# Quotations about writing.



## Olly Buckle (Feb 23, 2019)

There is an excellent thread started by Courtjester, "Your favourite quotes, your own and other people's", The aim of this one is to create a thread of quotations that give advice to writers from writers. If you do happen to notice one of our own members giving excellent advice in quotable form I guess that would be a bonus  

Mark Twain is one of my favourites and I will start with this:-

“I never write metropolis for seven cents because I can get the same price for city. I never write policeman because I can get the same money for cop. ”

There is a good truth in there, and yet …  Well for a start off that is true if you have reached the enviable position of being paid by the word, but he uses both words saying he does not use them. I have a vision of Mark Twain's shade laughing himself sick at all the earnest scholars quoting him, "You fools, it's an oxymoron."  Somehow that strikes me as just like his sense of humour.


----------



## Olly Buckle (Feb 23, 2019)

Now comes the big question: What are you going to write about? And the equally big answer: Anything you damn well want.” 
― Stephen King.
· · · ·
● **REQUIRED TASKS**:
A. Reproduce the stretch of the forum thread on writing quotations from "There is a good" through "sense of humour.".
B. Summarize the forum thread on writing quotations in two sentences.
C. List every person or forum user named in the forum thread on writing quotations.

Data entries
· · · ·
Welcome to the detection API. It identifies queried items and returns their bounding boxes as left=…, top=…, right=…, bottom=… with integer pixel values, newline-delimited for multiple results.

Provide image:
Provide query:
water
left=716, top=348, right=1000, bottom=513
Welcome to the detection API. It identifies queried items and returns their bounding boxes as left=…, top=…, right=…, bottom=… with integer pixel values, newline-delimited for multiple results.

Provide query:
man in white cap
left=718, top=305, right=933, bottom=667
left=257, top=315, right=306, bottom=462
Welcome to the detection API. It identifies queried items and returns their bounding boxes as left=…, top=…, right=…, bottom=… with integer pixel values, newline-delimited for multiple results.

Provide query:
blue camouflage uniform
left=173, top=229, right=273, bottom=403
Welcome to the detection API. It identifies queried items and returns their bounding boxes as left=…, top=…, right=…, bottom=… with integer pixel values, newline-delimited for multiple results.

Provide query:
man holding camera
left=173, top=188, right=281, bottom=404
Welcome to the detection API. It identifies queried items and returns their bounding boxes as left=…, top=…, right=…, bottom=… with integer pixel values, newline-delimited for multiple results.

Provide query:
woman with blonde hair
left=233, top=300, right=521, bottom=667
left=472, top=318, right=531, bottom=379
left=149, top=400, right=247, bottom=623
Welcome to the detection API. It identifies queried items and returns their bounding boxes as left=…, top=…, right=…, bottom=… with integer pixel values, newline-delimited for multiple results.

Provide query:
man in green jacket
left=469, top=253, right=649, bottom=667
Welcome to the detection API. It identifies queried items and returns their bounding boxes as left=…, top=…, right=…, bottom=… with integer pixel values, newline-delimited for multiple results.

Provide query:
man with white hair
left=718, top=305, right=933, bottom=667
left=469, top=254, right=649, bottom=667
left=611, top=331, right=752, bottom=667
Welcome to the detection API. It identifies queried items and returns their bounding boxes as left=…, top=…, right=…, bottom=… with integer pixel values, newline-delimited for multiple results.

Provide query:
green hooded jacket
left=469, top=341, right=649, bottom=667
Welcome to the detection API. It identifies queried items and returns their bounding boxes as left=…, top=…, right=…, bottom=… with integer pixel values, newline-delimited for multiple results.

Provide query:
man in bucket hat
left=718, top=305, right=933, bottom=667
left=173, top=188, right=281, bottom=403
· · · ·
● **OUTPUTS**:
A.
There is a good truth in there, and yet …  Well for a start off that is true if you have reached the enviable position of being paid by the word, but he uses both words saying he does not use them. I have a vision of Mark Twain's shade laughing himself sick at all the earnest scholars quoting him, "You fools, it's an oxymoron."  Somehow that strikes me as just like his sense of humour.

B. Olly Buckle opens a thread to collect quotations that give advice to writers from writers, starting with a Mark Twain line about never writing "metropolis" or "policeman" when "city" or "cop" earns the same money. Olly Buckle points out that Twain uses both words while saying he does not use them, and later adds a Stephen King quotation saying a writer can write about anything he or she wants.

C. Olly Buckle, Courtjester, Mark Twain, Stephen King